:: WORK TO DO ::
Add 12 to every coordinate in the answer points, and write out all the lines below again with the requests included. Leave the pictures out.

:: Dataset excerpts on object pointing ::
— start —
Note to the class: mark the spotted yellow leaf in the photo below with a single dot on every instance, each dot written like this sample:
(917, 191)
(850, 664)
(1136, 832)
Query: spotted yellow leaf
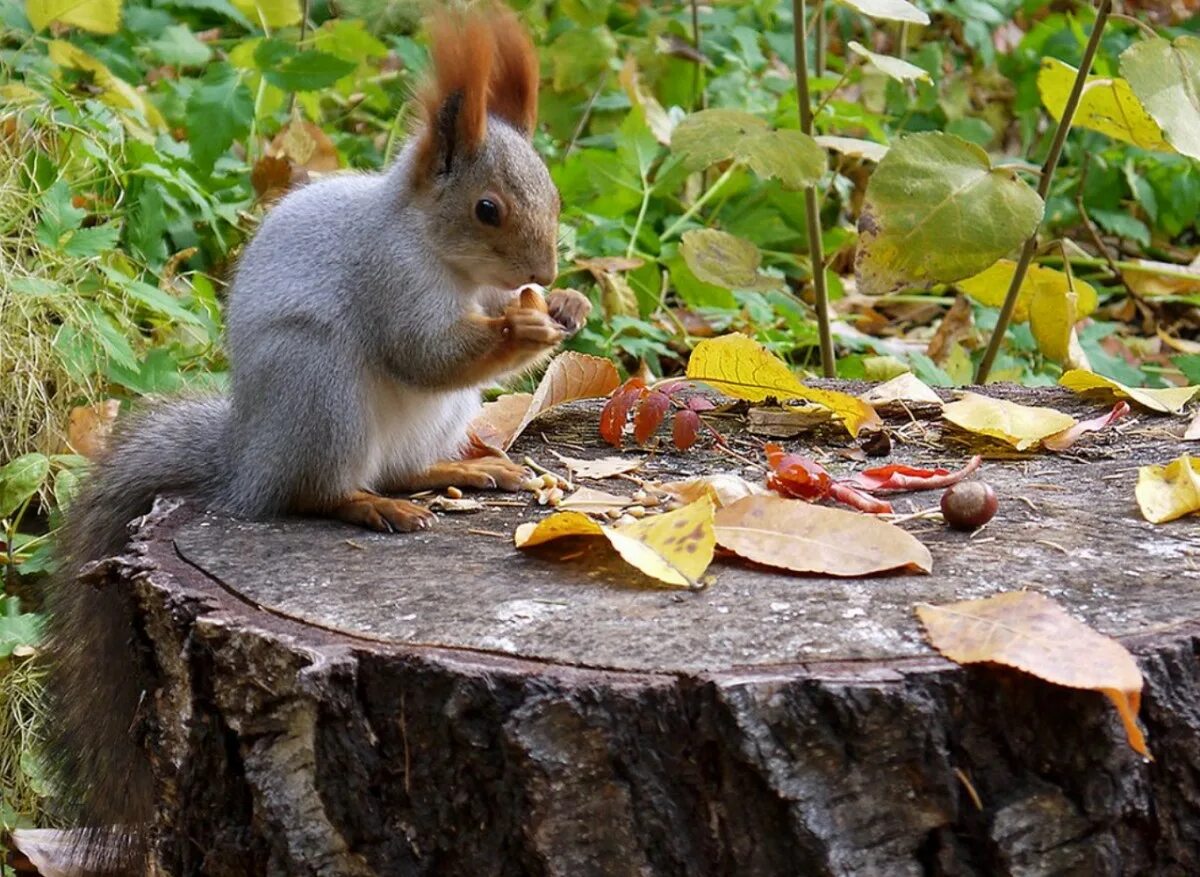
(1169, 492)
(1108, 104)
(1021, 426)
(742, 367)
(675, 548)
(1169, 400)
— end —
:: RESPONSE ::
Note to the class: mark the spotted yellow leaf in the photo below with a single dot on every instance, each dot written like this sample:
(917, 191)
(850, 664)
(1136, 832)
Query: spotted yellow leaf
(1181, 504)
(1120, 116)
(1033, 438)
(754, 379)
(687, 560)
(1181, 412)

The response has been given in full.